## start DATA ROWS
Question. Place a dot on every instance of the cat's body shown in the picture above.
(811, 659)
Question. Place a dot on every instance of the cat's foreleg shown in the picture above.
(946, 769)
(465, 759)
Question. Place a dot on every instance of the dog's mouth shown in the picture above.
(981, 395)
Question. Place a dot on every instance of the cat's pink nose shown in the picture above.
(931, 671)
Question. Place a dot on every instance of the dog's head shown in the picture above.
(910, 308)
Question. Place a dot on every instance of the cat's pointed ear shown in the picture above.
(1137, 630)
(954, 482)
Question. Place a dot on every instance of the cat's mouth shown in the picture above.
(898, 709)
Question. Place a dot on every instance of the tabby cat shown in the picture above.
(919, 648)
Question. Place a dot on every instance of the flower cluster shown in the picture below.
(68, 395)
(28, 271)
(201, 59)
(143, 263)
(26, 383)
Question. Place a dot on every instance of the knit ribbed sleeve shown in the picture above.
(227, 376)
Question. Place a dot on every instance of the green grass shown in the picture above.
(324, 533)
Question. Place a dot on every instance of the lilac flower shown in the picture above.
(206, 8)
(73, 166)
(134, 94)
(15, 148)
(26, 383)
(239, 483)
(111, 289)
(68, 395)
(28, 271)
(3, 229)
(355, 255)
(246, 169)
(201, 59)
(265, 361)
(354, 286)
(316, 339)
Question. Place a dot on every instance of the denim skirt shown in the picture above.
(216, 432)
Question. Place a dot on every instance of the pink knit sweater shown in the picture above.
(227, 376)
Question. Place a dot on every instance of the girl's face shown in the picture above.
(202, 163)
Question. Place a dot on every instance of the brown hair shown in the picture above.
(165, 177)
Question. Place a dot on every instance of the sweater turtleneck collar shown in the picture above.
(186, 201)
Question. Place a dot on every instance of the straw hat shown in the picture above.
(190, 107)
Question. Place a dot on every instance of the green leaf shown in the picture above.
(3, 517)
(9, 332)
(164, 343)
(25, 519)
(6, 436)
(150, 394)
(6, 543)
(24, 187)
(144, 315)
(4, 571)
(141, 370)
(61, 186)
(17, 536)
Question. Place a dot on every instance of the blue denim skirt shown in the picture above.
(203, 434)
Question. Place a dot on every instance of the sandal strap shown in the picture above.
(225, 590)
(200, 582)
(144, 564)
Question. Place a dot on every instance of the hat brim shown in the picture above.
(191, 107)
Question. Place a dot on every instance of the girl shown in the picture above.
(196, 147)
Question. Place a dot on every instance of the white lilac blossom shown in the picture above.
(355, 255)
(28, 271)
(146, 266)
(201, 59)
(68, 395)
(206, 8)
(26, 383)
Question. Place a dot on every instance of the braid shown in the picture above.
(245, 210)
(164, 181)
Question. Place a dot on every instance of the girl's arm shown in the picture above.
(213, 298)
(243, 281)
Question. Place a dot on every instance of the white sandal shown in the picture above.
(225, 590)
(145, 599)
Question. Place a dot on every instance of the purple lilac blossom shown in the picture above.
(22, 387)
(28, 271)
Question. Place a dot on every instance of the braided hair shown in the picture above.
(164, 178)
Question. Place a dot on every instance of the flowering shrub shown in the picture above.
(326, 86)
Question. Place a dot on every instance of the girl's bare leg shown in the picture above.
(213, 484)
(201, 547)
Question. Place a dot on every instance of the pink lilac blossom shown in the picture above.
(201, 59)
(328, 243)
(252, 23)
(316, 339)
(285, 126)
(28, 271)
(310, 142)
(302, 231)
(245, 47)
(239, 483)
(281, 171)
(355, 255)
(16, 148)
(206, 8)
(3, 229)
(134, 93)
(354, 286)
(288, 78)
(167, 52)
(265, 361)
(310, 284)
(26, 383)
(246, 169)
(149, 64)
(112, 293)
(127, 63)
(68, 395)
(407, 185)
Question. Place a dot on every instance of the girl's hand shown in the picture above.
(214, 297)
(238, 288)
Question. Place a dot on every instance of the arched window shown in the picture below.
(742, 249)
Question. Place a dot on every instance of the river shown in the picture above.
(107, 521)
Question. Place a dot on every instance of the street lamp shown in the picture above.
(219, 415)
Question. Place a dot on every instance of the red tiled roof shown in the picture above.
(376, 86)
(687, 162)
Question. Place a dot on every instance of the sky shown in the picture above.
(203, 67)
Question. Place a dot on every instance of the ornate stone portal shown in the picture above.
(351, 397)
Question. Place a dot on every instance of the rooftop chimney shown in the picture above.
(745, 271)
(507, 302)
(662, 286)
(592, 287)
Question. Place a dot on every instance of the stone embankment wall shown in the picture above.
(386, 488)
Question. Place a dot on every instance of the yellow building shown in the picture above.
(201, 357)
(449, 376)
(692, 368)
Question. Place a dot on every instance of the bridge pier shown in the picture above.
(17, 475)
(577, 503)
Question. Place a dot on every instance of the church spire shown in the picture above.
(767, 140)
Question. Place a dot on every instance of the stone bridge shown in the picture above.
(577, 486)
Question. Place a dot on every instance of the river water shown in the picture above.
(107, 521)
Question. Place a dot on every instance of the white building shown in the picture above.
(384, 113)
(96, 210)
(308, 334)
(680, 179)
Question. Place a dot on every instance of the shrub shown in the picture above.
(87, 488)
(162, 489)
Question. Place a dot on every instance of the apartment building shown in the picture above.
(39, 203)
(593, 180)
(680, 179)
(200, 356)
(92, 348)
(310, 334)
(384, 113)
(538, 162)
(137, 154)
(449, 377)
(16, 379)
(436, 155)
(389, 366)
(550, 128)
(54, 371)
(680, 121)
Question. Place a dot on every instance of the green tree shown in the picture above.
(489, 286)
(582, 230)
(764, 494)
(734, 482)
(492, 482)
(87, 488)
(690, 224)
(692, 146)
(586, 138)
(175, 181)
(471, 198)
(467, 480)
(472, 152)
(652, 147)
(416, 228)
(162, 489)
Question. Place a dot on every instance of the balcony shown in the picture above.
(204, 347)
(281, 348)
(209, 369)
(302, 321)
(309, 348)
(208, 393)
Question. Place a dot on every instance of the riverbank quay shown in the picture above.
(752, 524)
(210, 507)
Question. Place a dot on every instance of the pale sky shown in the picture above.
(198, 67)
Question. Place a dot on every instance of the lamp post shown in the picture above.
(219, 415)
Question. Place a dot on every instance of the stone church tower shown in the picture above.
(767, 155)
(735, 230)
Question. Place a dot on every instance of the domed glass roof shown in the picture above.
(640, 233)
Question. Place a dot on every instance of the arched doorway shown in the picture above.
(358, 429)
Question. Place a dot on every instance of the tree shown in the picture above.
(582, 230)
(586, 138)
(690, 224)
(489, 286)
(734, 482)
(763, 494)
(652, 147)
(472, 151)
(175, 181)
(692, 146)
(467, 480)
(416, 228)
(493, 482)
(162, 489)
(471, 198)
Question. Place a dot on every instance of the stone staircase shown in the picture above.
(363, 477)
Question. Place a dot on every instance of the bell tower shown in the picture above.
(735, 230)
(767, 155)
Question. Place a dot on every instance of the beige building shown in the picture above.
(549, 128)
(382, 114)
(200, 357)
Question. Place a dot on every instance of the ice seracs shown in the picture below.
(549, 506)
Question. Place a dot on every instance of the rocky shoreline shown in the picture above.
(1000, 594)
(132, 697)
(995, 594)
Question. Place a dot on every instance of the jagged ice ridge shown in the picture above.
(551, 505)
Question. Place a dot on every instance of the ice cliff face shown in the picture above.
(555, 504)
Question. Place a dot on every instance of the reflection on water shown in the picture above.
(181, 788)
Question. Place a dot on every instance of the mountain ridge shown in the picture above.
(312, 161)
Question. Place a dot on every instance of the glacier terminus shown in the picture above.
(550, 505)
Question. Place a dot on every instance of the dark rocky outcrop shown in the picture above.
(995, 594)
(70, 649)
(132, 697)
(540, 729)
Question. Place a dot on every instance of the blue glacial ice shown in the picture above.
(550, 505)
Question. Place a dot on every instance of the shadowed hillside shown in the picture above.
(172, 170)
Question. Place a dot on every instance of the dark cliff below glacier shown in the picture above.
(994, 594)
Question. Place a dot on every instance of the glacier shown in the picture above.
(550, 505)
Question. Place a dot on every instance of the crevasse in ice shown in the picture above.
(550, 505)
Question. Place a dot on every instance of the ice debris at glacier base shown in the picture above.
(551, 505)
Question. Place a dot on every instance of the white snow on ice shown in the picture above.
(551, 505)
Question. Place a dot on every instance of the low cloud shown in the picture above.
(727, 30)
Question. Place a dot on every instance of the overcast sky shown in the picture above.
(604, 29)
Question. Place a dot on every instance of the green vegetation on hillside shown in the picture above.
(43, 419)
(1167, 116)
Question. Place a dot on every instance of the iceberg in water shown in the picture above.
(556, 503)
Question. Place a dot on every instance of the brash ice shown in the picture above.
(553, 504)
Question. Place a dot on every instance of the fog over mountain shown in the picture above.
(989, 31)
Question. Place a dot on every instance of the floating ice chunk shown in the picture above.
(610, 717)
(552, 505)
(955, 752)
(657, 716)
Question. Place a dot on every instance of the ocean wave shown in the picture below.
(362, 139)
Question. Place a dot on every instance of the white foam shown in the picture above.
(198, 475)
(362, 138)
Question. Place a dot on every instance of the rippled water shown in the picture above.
## end DATA ROWS
Copy only the stretch running from the line containing "Question. Place a dot on every instance of the blue glacial" to the final line of the entries, both ends included, exactly as it stands.

Question. Place a dot on every instance of the blue glacial ice shown in the picture above.
(550, 505)
Question. Place a dot on every instance of the shadowed hillside shown in the picture above.
(172, 170)
Question. Place a dot on every instance of the dark cliff below glacier shown in the picture above.
(994, 594)
Question. Place a dot on every instance of the glacier shown in the picture above.
(550, 505)
Question. Place a dot on every instance of the crevasse in ice shown in the picture above.
(550, 505)
Question. Place a dot on every instance of the ice debris at glacier base shown in the picture above.
(551, 505)
Question. Place a dot on every instance of the white snow on ice shown in the picture above.
(551, 505)
Question. Place a dot on every instance of the low cloud shown in the picture above.
(727, 30)
Question. Place a dot on every instance of the overcast sky shown in the picture above.
(604, 29)
Question. Place a dot on every instance of the green vegetation on hillside shown in the picture above.
(43, 419)
(1167, 116)
Question. Place a dot on every instance of the iceberg in water shown in the picture above.
(556, 503)
Question. Place a dot on every instance of the brash ice shown in the picture above.
(553, 504)
Question. Place a dot on every instance of the fog over mountain shown in the picture above.
(989, 31)
Question. Place a dot on every instance of the floating ice chunk shown in the picture above.
(610, 717)
(552, 505)
(955, 752)
(657, 716)
Question. Place a dot on every instance of the ocean wave shown in the picture below.
(362, 139)
Question. Place a dot on every instance of the white foam shown in the picture above.
(198, 475)
(362, 138)
Question. Place a dot on every instance of the rippled water shown in the picture above.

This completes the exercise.